_WRITTEN INSTRUCTION_
Turn the material starting with the line containing "Can you find the long" and going on through the line containing "<point>46,285</point>" into a JSON list of strings, one string per line, with blank lines left out.
- - -
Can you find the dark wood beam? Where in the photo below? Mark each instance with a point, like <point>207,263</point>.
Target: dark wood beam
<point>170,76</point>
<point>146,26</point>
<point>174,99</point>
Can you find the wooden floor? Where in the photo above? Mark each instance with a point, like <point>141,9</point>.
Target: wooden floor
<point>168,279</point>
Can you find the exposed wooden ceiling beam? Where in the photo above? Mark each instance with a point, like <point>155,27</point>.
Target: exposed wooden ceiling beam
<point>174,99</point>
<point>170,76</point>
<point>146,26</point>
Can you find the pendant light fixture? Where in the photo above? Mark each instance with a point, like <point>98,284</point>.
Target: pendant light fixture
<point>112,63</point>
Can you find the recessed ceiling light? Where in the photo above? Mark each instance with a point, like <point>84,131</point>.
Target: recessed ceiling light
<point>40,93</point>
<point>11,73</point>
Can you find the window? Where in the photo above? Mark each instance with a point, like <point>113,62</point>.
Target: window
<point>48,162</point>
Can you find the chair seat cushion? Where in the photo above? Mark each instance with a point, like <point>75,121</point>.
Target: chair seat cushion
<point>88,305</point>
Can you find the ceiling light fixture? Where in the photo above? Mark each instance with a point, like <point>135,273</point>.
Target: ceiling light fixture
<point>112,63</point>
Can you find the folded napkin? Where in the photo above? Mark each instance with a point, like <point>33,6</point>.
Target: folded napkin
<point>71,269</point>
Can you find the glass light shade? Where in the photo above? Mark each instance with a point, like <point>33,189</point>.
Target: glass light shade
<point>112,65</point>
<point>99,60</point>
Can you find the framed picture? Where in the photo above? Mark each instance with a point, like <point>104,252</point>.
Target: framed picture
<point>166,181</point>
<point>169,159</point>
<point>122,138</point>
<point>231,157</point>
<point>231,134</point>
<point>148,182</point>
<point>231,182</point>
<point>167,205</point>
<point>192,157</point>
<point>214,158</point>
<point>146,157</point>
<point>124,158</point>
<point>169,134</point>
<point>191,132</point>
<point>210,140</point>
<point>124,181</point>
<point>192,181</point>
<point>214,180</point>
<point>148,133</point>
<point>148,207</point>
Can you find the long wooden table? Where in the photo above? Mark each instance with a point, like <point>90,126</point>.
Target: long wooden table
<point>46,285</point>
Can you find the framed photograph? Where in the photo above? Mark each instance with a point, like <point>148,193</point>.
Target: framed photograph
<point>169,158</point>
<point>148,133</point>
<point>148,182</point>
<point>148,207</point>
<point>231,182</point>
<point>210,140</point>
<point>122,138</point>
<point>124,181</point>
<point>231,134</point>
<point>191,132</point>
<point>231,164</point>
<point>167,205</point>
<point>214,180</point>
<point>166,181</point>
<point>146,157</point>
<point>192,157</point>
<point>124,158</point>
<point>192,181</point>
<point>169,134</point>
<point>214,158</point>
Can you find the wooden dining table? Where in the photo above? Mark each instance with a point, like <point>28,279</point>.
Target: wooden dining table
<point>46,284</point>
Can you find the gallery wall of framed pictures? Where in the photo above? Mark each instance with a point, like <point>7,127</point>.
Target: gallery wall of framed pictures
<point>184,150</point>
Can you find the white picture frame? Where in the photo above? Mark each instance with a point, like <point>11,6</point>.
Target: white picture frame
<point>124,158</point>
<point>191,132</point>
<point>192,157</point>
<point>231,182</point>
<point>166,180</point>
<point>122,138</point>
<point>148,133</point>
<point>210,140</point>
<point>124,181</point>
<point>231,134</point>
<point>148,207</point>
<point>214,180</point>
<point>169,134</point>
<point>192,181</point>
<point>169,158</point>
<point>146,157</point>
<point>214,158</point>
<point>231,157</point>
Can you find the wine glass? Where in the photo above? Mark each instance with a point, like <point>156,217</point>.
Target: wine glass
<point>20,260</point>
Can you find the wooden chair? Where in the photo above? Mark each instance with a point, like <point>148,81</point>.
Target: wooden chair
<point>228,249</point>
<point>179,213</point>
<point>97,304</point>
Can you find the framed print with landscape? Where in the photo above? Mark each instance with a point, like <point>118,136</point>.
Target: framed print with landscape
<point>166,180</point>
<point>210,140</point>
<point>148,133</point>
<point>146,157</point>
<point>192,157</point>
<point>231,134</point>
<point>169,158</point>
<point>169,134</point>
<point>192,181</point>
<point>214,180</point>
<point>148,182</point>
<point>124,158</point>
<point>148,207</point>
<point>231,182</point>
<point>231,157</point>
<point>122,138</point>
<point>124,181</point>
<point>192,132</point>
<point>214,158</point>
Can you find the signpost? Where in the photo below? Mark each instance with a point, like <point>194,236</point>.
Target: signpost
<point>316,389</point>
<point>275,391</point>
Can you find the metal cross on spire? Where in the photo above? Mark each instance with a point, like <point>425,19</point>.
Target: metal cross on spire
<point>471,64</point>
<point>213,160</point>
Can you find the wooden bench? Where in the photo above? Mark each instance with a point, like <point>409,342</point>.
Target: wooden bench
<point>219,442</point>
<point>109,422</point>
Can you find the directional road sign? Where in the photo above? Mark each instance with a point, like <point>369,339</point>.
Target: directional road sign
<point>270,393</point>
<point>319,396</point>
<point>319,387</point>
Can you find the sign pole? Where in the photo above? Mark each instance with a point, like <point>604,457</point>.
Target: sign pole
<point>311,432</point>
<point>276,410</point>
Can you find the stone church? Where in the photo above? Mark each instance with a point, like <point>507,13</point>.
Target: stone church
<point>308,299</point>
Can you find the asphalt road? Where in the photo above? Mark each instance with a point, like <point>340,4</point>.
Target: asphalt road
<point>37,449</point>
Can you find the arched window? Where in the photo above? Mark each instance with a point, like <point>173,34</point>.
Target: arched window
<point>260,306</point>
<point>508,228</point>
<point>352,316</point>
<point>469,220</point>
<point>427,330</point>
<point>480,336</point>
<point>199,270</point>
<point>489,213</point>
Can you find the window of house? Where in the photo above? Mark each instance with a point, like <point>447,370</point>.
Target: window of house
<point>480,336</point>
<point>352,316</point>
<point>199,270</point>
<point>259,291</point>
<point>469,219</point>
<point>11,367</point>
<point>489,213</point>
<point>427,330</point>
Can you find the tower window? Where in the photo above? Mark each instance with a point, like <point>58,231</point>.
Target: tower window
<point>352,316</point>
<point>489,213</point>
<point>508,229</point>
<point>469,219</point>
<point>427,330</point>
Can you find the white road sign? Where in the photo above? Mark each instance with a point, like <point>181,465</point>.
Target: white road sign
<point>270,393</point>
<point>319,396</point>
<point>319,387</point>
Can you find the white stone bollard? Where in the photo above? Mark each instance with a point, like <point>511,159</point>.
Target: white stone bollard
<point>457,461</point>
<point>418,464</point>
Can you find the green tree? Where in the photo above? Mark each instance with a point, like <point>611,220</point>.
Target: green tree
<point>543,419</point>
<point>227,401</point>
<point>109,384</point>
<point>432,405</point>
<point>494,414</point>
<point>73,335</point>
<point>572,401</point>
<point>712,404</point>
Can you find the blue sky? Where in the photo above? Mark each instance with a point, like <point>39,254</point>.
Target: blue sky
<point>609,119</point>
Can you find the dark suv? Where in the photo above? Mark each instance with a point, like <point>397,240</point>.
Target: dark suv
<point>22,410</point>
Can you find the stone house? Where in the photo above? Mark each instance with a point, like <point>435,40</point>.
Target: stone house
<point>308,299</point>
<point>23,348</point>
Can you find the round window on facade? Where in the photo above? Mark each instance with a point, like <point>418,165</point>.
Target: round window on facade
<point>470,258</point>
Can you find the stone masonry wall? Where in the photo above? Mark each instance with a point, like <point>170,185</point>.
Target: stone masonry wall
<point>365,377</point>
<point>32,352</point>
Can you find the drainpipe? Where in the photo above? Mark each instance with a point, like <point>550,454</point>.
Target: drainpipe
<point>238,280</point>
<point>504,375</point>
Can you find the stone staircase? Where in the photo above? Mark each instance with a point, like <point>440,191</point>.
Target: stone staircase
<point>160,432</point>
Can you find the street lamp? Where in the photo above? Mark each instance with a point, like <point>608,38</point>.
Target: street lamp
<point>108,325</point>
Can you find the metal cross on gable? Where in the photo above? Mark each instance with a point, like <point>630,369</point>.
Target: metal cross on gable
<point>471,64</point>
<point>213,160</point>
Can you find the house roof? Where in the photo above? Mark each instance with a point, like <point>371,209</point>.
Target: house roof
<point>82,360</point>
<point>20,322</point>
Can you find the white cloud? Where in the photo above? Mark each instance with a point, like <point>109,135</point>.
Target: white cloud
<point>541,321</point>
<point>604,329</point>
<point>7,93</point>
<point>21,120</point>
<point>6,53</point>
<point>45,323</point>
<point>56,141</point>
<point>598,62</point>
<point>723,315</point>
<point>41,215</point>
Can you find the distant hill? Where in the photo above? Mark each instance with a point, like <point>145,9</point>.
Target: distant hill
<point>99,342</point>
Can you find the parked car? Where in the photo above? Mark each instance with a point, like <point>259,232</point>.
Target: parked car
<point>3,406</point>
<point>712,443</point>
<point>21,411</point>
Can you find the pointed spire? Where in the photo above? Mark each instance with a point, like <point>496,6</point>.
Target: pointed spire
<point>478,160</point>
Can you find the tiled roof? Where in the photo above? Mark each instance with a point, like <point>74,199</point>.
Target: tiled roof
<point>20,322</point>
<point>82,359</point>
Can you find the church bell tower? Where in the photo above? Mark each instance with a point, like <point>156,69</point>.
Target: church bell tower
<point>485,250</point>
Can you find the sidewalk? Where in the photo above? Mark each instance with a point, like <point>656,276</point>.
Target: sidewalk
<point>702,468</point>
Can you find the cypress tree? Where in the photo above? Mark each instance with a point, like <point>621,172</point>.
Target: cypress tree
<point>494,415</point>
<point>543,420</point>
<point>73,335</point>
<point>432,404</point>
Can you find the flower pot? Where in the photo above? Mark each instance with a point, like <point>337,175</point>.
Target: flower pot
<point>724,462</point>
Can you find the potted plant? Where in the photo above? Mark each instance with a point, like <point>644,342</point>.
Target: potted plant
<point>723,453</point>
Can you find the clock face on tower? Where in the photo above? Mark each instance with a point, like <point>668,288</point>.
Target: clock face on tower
- - -
_SOLUTION_
[
  "Can you find the long wooden table? Where in the photo above? Mark each instance with a point, like <point>90,126</point>.",
  "Target: long wooden table",
  "<point>46,285</point>"
]